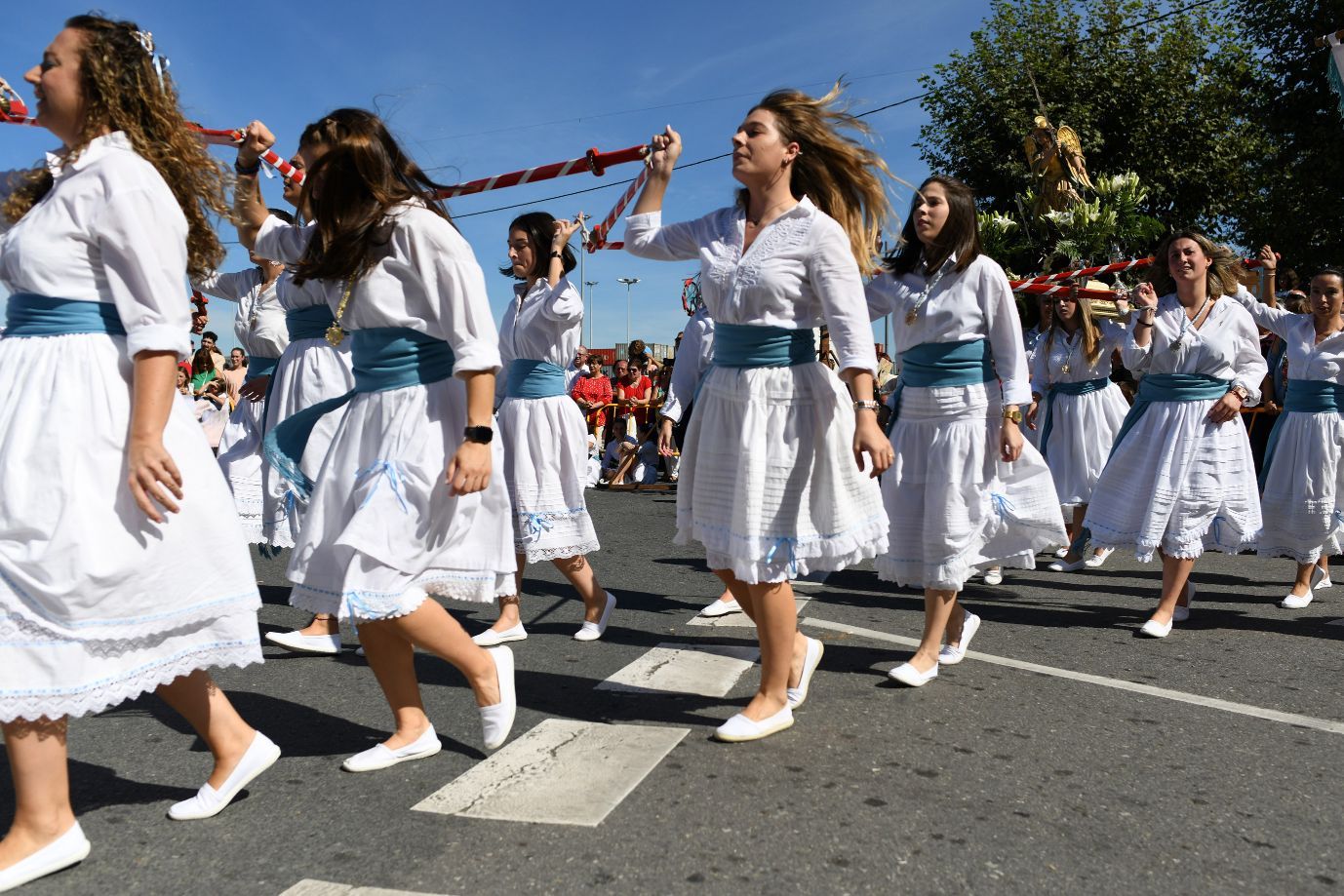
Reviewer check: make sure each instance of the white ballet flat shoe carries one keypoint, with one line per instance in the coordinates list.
(497, 721)
(298, 643)
(1060, 565)
(493, 639)
(1098, 558)
(810, 664)
(209, 802)
(722, 608)
(949, 654)
(1154, 629)
(1181, 612)
(64, 850)
(907, 675)
(383, 757)
(1294, 602)
(594, 630)
(739, 728)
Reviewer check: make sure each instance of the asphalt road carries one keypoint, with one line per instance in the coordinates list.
(1208, 761)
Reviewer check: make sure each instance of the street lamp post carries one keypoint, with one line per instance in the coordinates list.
(587, 315)
(629, 283)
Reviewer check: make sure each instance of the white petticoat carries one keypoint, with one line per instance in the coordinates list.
(97, 604)
(769, 483)
(544, 466)
(1080, 440)
(241, 461)
(953, 505)
(382, 530)
(1179, 483)
(1302, 487)
(309, 370)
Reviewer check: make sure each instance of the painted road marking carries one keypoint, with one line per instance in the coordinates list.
(1166, 693)
(708, 671)
(559, 772)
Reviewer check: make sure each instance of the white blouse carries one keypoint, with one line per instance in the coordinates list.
(799, 273)
(109, 230)
(259, 326)
(426, 280)
(543, 326)
(963, 305)
(692, 359)
(1226, 345)
(1051, 356)
(1307, 360)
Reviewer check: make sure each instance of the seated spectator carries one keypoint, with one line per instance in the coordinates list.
(593, 394)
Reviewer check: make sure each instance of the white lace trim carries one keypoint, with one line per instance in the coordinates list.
(96, 699)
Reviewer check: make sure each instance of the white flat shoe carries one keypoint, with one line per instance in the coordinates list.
(1060, 565)
(1098, 558)
(907, 675)
(209, 802)
(383, 757)
(1294, 602)
(722, 608)
(493, 639)
(64, 850)
(810, 665)
(594, 630)
(949, 654)
(323, 643)
(739, 728)
(497, 721)
(1154, 629)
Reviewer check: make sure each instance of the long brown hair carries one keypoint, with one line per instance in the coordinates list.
(960, 233)
(836, 173)
(123, 91)
(1223, 276)
(349, 189)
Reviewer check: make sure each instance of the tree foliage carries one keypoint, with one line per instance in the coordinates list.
(1166, 101)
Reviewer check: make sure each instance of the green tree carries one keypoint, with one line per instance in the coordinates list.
(1165, 101)
(1301, 206)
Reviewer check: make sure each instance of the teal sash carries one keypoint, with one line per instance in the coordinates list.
(31, 315)
(534, 379)
(384, 359)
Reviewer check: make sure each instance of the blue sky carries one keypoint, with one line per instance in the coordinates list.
(477, 89)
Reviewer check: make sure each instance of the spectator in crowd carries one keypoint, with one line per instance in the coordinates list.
(235, 373)
(202, 370)
(576, 369)
(593, 394)
(210, 341)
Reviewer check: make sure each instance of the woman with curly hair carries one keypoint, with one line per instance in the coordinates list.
(1180, 479)
(773, 479)
(543, 431)
(109, 487)
(405, 504)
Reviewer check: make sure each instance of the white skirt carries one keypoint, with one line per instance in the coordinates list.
(955, 507)
(544, 468)
(769, 483)
(1302, 487)
(1081, 437)
(241, 461)
(1179, 483)
(382, 529)
(97, 604)
(309, 370)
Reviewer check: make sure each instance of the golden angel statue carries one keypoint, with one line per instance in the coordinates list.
(1055, 156)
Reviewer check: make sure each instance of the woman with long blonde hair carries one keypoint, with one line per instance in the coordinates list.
(773, 479)
(109, 487)
(1180, 479)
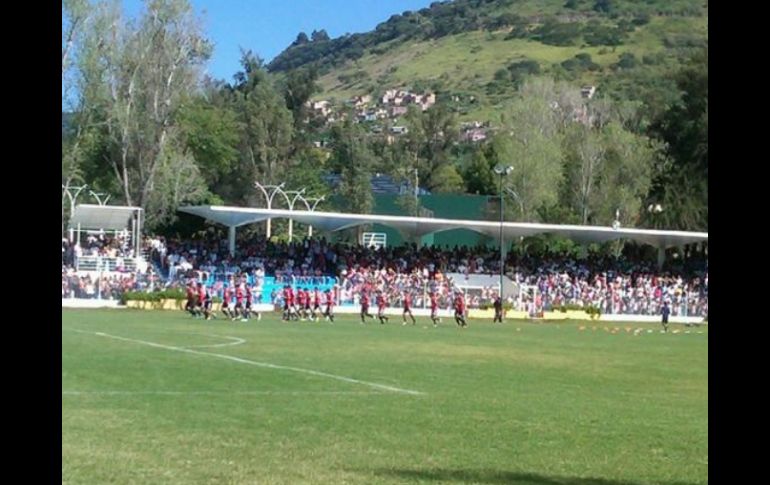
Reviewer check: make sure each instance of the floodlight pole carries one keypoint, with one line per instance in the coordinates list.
(269, 199)
(315, 201)
(297, 196)
(502, 172)
(72, 198)
(98, 195)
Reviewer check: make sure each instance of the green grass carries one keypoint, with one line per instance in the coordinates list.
(521, 403)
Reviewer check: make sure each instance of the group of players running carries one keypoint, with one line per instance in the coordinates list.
(236, 301)
(306, 304)
(382, 303)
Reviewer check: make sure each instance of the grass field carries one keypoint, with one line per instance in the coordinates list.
(156, 397)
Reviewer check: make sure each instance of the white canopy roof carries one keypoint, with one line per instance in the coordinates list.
(108, 217)
(420, 226)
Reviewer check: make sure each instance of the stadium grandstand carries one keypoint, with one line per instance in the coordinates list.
(104, 262)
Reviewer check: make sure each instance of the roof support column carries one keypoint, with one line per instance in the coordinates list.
(231, 240)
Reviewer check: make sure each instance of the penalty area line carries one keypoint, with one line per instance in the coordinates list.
(267, 365)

※

• [WRITTEN REQUEST]:
Shift every keypoint coordinate above by adding 102 to both its x and y values, and write out the lines from the line with "Reviewer check: make sure each instance of the asphalt" to the line with "(1307, 360)", both included. Keep every other line in that range unchanged.

• [OUTPUT BELOW]:
Reviewer check: make sure each instance of the asphalt road carries one keypoint, with one line per instance in the coordinates list.
(1310, 863)
Reviewer check: make sure each instance of the street lamp post carries one keypoint, with one line per instance in the coordinates list.
(689, 417)
(731, 385)
Reviewer check: make sure each instance of the white petticoat carries one keypoint, with one line per instance in the coordinates list.
(199, 706)
(871, 585)
(646, 568)
(1182, 542)
(343, 563)
(1055, 607)
(484, 632)
(1281, 585)
(1404, 589)
(411, 472)
Reviewer check: make sure each instance of the painted road marking carries one keypoint, with one line per instance in the coordinates list.
(1268, 795)
(810, 773)
(661, 874)
Reviewer check: make sure each instance of the white blouse carries one keypoint, with one line per instance in the coordinates list.
(901, 375)
(211, 332)
(361, 428)
(528, 382)
(645, 428)
(1065, 407)
(794, 461)
(1328, 447)
(1153, 458)
(1409, 462)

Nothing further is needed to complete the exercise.